WHAT TO PRODUCE.
Reproduce every one of the following entries verbatim, line for line.

PROVIDED MATERIAL.

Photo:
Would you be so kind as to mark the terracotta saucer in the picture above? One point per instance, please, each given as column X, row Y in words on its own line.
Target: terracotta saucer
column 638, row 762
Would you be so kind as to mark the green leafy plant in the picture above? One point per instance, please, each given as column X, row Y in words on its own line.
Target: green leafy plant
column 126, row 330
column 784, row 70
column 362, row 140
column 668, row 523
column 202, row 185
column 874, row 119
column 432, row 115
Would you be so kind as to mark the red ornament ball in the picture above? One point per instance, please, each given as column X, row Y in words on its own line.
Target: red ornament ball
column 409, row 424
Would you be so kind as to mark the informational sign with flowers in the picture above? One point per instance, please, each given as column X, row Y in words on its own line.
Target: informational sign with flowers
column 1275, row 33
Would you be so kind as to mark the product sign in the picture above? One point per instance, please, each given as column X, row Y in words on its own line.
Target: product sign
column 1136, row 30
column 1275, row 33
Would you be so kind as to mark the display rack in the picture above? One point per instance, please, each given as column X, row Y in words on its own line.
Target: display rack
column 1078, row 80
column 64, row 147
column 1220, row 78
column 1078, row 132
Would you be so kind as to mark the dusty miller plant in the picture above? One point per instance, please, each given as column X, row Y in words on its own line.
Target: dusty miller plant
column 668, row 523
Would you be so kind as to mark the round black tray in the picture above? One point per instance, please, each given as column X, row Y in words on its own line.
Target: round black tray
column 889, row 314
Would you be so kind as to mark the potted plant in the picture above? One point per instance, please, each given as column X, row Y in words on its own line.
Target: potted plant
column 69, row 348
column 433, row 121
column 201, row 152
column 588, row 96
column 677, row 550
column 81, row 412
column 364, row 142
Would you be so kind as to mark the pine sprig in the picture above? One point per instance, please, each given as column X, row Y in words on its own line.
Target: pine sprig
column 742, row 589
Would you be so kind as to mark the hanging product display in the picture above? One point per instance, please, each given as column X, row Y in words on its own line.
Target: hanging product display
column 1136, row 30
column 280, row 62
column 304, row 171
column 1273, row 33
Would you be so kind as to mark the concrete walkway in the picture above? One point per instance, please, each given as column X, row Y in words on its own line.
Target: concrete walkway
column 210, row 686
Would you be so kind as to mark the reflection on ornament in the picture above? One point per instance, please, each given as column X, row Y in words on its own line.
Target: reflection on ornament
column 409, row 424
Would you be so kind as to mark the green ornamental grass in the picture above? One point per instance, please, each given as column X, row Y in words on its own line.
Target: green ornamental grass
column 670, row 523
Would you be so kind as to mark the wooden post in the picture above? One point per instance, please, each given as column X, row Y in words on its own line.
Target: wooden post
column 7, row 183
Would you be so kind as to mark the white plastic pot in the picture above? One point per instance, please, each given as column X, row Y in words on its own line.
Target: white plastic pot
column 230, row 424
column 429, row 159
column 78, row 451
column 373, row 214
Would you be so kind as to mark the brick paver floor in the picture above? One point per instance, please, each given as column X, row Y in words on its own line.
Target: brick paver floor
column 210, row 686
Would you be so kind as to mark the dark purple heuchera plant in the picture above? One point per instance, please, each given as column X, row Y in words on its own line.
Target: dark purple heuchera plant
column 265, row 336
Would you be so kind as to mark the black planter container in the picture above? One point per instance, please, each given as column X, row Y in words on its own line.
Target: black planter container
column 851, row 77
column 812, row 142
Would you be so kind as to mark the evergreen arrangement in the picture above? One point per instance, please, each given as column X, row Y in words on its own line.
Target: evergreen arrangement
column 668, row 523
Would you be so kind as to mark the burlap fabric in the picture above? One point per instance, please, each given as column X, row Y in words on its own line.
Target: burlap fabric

PROBLEM SOLUTION.
Photo:
Would you be so kind as to mark the terracotta saucer in the picture above? One point per instance, please, each given as column X, row Y in words on its own line.
Target: terracotta saucer
column 638, row 762
Would you be so kind as to mark the green leafy plant in the picture above? One point per instance, please, each given as column X, row Y in words on its own line.
Target: green leafy plant
column 126, row 330
column 784, row 70
column 362, row 140
column 668, row 523
column 202, row 185
column 874, row 119
column 432, row 115
Would you be so kind as to mark the red ornament ball in the picture above? One point per instance, please, each given as column X, row Y in words on its own line.
Target: red ornament ball
column 409, row 424
Would you be so kind as to mark the informational sign with flowers in the picture above? One point per instance, please, each given as column X, row Y in words on its own line.
Target: informational sign with flowers
column 1275, row 33
Would you be so kind as to mark the product sign in the picture above? One point per instance, please, each given as column X, row Y in words on its own line.
Target: product sign
column 1136, row 30
column 1275, row 33
Would you be so kind as to mark the display rack in the picture above? One point per instance, please, each given as column X, row Y in words on its own line.
Target: display rack
column 1078, row 80
column 64, row 147
column 1220, row 78
column 1078, row 132
Would you be so kind as to mark the dusty miller plant in the picture above? One point per instance, please, each given as column X, row Y in words on its own line.
Target: dusty miller plant
column 668, row 523
Would you be so kind as to mark the round black tray in the picture above? One point per instance, please, each given as column X, row Y in words on its own line.
Target: round black tray
column 889, row 314
Would you be so kind as to mark the potted plant in the picture above? One point per instance, please, each given as column X, row Y in words on its own line.
Target: potted plant
column 69, row 348
column 433, row 121
column 201, row 152
column 588, row 96
column 677, row 550
column 81, row 412
column 364, row 142
Would you be so kind as to mark the pine sprig in the picture above? One point per instance, please, each given as column X, row Y in words on its own line.
Target: pine sprig
column 742, row 589
Would you be so kind as to mark the hanging product display in the picture above? One point per instance, please, each given as column X, row Y in words on its own line.
Target: hanging product display
column 1136, row 30
column 280, row 62
column 304, row 171
column 1273, row 33
Would you be so kind as to mark the concrete walkway in the picture above? One point per instance, please, each given as column X, row Y in words on its own line.
Target: concrete walkway
column 210, row 686
Would you be so kind as to mark the reflection on ornament in the picture above? One point per instance, please, each given as column X, row Y in words on its own line.
Target: reflection on ornament
column 409, row 424
Would you be so kind as to mark the green ornamental grass in the picture above? One point per instance, please, each given as column X, row Y in words on its own line.
Target: green ornamental grass
column 670, row 523
Would you be so kind as to mark the wooden post in the picture above? One point per instance, please, each given as column X, row Y in words on its own line.
Target: wooden post
column 7, row 183
Would you be so kind as to mark the white plastic pot in the picture above? One point per instance, please, each given as column X, row Y in words on its own line.
Target: white plastic pot
column 230, row 424
column 429, row 159
column 78, row 451
column 373, row 214
Would you be so kind as to mark the brick paver floor in the picture above? One point per instance, please, each given as column X, row Y in words on its own line.
Target: brick paver floor
column 210, row 686
Would you be so kind as to mark the dark purple heuchera plant in the picture above? One point per instance, please, each given as column X, row Y in words on its own line.
Target: dark purple heuchera plant
column 265, row 336
Would you be so kind as to mark the black planter container in the picture above? One point per instance, please, each given as column X, row Y in words on its own line.
Target: black planter container
column 851, row 77
column 812, row 142
Would you be so kind as to mark the evergreen arrangement in the picture above? One point per instance, please, each given as column X, row Y in words on its own line.
Target: evergreen arrangement
column 668, row 523
Would you be so kind as to mark the burlap fabric in the picture above? One point per instance, please, each given as column X, row Y in words on its own line.
Target: burlap fabric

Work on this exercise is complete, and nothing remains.